- [EXERCISE]
Copy each line of the material below that contains the word "hair". Case counts.

>> Begin RECORD EXTRACTS

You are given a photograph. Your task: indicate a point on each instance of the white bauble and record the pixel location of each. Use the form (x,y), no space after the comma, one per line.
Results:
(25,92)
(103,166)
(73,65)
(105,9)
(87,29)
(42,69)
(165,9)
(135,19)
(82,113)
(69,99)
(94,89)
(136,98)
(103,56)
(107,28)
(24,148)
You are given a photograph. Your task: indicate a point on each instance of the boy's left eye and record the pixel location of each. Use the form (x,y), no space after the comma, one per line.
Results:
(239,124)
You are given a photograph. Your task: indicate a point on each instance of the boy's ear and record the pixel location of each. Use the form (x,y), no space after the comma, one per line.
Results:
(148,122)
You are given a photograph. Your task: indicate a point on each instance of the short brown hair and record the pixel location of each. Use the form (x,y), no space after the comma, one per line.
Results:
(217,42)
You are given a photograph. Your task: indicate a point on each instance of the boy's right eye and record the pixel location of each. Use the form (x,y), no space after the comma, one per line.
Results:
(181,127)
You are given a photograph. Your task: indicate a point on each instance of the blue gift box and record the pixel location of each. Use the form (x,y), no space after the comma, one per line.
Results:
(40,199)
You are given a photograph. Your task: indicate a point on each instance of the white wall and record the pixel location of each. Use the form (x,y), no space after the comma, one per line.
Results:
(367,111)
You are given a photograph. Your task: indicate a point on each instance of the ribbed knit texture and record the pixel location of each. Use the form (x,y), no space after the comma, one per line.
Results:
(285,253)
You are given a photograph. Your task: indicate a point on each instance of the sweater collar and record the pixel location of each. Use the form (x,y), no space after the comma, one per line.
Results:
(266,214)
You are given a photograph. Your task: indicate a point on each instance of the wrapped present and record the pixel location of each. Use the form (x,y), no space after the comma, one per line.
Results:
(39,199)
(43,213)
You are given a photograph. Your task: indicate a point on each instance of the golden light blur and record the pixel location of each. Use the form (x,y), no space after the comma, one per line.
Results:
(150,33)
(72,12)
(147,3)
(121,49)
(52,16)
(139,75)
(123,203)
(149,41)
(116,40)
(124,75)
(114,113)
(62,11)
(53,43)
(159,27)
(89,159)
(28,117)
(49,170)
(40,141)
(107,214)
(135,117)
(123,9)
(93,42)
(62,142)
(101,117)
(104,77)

>> End RECORD EXTRACTS
>> Begin RECORD EXTRACTS

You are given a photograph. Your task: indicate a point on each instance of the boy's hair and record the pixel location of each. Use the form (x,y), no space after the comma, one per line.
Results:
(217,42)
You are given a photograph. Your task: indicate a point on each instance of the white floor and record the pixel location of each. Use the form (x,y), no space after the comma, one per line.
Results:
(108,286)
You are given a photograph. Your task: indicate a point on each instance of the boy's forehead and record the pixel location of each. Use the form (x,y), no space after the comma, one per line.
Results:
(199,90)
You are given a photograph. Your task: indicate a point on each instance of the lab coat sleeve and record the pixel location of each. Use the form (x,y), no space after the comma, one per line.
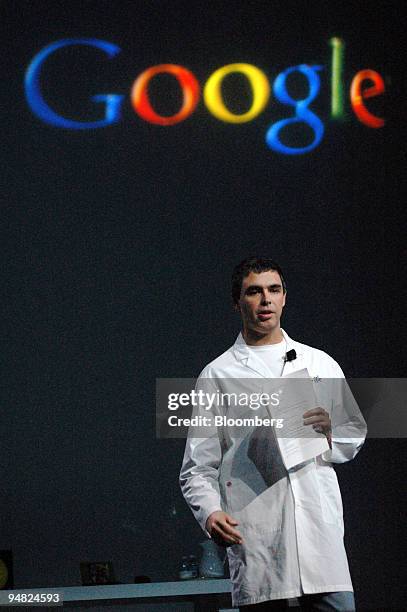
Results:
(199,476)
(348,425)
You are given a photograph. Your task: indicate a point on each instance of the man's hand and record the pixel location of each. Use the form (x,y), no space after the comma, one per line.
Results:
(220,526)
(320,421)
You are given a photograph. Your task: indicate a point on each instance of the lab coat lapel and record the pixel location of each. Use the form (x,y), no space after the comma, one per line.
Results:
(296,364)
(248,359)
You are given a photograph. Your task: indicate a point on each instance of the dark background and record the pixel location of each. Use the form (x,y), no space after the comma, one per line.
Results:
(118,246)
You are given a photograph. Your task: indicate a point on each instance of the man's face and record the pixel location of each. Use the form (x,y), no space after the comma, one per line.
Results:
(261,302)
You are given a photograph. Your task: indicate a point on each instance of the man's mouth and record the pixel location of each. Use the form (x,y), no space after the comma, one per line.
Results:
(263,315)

>> End RECORD EXTRACTS

- [WRITTEN RESPONSE]
You are given a photograph. Your task: indicate a point on each instance of the short brown hair and record the pixel location of each. Use the form (x,y), no space after the comma, one per line.
You are given a photograph. Your task: indicate a point on each instance of the boy's hair and record the pixel location of each. Use the form (x,y), no space after the comma, one per line.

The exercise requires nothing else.